Work to complete: Please state how many lines of the data below contain the word "tent", offering nothing besides the number.

BEGIN

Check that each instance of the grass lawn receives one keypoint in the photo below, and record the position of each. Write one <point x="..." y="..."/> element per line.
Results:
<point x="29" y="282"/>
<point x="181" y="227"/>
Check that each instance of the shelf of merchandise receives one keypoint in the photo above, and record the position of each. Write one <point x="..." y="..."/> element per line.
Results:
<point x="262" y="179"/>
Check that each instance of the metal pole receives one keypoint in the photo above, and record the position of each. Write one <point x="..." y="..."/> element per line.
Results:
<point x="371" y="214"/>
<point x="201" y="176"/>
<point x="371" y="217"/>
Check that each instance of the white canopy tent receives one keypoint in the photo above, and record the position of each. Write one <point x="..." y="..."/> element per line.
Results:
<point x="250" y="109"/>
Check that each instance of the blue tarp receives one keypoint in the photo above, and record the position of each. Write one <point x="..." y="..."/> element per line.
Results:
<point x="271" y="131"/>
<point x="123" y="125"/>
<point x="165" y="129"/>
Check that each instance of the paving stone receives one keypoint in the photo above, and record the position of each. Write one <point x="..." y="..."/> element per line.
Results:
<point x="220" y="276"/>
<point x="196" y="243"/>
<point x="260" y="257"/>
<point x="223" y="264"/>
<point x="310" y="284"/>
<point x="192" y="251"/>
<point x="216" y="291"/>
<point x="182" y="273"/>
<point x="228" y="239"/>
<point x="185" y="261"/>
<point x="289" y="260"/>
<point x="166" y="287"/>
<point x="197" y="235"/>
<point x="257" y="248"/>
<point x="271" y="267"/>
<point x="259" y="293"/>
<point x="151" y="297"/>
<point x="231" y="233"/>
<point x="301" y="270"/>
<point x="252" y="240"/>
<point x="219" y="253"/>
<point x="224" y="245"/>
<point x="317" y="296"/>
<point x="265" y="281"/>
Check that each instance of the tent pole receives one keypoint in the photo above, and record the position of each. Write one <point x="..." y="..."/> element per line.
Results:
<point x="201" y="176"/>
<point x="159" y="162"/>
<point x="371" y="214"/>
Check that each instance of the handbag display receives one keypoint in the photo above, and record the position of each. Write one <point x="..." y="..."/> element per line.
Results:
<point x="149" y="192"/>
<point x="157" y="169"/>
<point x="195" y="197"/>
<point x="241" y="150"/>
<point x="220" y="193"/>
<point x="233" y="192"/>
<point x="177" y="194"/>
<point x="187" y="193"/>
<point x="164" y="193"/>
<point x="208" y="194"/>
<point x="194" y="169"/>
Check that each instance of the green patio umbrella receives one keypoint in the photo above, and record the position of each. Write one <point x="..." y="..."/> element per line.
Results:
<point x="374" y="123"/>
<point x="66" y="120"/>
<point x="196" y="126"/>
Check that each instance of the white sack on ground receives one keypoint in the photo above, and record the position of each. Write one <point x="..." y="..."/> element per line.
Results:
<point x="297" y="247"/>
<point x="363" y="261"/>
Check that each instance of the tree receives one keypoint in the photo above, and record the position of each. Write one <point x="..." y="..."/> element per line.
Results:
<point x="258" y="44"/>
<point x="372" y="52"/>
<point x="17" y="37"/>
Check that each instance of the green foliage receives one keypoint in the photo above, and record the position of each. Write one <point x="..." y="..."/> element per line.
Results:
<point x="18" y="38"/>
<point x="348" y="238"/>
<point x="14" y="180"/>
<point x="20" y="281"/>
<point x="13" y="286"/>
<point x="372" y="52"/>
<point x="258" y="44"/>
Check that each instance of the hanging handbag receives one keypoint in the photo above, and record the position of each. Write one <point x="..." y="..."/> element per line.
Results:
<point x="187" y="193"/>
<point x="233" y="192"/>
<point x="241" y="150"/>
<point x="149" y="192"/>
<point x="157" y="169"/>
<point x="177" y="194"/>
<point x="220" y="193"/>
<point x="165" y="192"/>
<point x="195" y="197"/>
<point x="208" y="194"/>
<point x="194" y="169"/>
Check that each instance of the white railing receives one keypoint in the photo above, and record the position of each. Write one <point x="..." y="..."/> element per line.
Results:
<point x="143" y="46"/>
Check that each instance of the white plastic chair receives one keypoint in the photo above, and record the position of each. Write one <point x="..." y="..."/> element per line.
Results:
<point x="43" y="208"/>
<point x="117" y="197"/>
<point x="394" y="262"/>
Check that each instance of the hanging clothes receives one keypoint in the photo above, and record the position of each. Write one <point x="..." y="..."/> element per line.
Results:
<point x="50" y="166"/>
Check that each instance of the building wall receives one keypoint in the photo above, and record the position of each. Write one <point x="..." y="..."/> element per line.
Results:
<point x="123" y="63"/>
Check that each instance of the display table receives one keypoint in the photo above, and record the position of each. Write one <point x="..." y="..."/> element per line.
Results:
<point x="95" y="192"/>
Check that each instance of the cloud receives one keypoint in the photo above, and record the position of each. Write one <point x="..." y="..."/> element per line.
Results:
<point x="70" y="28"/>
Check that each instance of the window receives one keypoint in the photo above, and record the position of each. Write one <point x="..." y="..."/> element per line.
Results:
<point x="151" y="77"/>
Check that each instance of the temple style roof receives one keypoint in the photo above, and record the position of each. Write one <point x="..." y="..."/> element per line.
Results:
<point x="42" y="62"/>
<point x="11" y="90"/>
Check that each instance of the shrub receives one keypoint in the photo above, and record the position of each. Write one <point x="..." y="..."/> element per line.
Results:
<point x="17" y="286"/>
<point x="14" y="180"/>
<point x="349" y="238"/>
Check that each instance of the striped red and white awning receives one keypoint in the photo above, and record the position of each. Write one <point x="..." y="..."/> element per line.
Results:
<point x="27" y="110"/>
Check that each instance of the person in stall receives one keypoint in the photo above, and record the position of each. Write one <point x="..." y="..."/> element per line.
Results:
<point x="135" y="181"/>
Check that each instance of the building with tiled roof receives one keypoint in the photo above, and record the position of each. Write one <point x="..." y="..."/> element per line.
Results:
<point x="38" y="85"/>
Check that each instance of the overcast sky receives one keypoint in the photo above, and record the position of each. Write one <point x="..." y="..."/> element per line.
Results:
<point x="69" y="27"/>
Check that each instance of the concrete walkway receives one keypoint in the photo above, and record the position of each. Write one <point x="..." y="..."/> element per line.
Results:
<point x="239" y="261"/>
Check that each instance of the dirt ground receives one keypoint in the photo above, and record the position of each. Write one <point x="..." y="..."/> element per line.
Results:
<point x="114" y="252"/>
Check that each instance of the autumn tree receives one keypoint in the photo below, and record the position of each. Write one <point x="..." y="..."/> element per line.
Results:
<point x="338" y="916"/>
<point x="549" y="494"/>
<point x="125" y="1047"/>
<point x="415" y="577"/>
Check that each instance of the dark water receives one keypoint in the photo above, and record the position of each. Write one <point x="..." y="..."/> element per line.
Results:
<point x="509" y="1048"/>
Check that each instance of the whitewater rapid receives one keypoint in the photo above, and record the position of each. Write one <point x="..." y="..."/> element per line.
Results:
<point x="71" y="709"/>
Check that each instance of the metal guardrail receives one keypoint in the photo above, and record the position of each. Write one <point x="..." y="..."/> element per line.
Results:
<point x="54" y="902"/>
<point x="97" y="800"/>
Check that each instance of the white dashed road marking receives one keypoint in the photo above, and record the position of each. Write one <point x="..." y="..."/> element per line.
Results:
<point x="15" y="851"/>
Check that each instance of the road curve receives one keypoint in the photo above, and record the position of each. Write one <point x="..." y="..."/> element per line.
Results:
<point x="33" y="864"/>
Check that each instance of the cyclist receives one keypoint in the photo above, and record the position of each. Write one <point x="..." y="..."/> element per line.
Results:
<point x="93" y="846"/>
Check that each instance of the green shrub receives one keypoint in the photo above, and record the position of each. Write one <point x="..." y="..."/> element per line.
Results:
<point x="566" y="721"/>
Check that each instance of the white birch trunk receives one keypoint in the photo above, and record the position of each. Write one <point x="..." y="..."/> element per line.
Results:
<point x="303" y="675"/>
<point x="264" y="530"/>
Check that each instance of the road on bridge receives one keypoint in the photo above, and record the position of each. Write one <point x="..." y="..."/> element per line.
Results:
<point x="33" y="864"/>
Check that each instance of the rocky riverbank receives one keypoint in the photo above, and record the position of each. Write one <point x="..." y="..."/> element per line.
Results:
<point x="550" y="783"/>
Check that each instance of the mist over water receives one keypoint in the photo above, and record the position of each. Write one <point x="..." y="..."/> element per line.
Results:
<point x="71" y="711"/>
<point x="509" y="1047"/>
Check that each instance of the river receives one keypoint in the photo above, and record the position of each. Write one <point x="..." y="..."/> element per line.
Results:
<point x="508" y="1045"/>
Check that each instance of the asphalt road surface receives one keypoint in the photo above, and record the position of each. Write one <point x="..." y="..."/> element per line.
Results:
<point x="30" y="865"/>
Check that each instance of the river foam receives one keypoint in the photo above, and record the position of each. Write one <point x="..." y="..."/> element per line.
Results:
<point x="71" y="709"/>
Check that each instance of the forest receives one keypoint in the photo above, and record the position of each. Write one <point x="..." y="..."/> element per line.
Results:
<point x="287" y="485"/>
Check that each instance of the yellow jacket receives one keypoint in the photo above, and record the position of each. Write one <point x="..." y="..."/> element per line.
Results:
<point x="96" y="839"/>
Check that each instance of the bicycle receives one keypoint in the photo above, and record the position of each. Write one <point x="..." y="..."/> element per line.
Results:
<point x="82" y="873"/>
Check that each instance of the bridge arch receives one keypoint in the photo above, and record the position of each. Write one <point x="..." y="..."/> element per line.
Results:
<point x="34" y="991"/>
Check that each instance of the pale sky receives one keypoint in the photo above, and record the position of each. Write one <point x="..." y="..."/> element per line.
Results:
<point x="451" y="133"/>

END

Result: 2